= INPUT FOR THIS TASK =

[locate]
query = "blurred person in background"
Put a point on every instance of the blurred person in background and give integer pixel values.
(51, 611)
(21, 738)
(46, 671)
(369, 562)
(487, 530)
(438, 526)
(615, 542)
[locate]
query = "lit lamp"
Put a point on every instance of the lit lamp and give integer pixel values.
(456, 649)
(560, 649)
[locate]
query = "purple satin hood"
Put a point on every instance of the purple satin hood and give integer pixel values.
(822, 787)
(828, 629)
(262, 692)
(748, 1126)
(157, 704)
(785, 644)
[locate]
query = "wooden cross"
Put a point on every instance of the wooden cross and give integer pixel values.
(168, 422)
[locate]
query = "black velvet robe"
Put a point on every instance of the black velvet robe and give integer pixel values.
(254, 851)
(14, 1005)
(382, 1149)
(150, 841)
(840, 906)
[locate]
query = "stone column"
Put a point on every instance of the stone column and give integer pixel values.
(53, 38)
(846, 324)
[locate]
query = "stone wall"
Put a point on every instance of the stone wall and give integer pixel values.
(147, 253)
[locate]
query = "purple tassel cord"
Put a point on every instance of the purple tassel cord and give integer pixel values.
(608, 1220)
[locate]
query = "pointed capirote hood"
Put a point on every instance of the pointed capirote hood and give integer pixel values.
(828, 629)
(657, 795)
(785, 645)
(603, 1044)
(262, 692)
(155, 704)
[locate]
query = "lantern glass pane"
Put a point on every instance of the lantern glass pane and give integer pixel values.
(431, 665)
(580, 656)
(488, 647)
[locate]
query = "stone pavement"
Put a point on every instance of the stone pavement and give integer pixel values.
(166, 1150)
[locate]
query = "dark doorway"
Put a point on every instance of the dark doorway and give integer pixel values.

= WHAT IS EXPECTED =
Using the records above as the source, restate each line verbatim.

= WRITTEN REPLY =
[locate]
query = "blurred person in background"
Put a point on every instance of the blurred person in background and give integer pixel values.
(51, 611)
(21, 738)
(46, 671)
(369, 562)
(487, 530)
(438, 526)
(615, 542)
[locate]
query = "lit lamp"
Put a point on every instance of the lit lamp and give integer pixel values.
(456, 649)
(560, 649)
[locate]
query = "purple satin hood"
Put a point on every instance of the purple satin hood and give integer pixel values.
(822, 787)
(828, 629)
(262, 692)
(748, 1126)
(157, 704)
(785, 644)
[locate]
query = "wooden cross"
Put a point on every instance of the wooden cross and give integer pixel values.
(168, 422)
[locate]
query = "black velvet robe"
Put a point on every instance of the black velvet robe and give integer pixel values.
(254, 851)
(14, 1005)
(382, 1149)
(150, 841)
(840, 906)
[locate]
query = "stone column"
Put a point on every instance of the stone column and give integer pixel values.
(53, 38)
(846, 324)
[locate]
query = "stone wall"
Put a point on every instance of the stone wall and give integer pixel values.
(147, 253)
[locate]
query = "purple tassel cord"
Put a point on every instance of the purple tassel cord and give integer pixel values.
(608, 1220)
[locate]
query = "pointed capirote hood"
Put a point on every instance of the pointed capirote hood and give integer pixel values.
(828, 629)
(657, 795)
(785, 645)
(603, 1044)
(262, 692)
(155, 704)
[locate]
query = "lantern glass pane"
Put a point on every instance of the lantern glass pane and give integer pixel values.
(431, 665)
(580, 656)
(488, 647)
[locate]
query = "stone pavement"
Put a point on every instance of the stone pavement and give integer pixel values.
(166, 1150)
[locate]
query = "dark doorway"
Put a point on every instance of the dark doorway and give integer pixel values.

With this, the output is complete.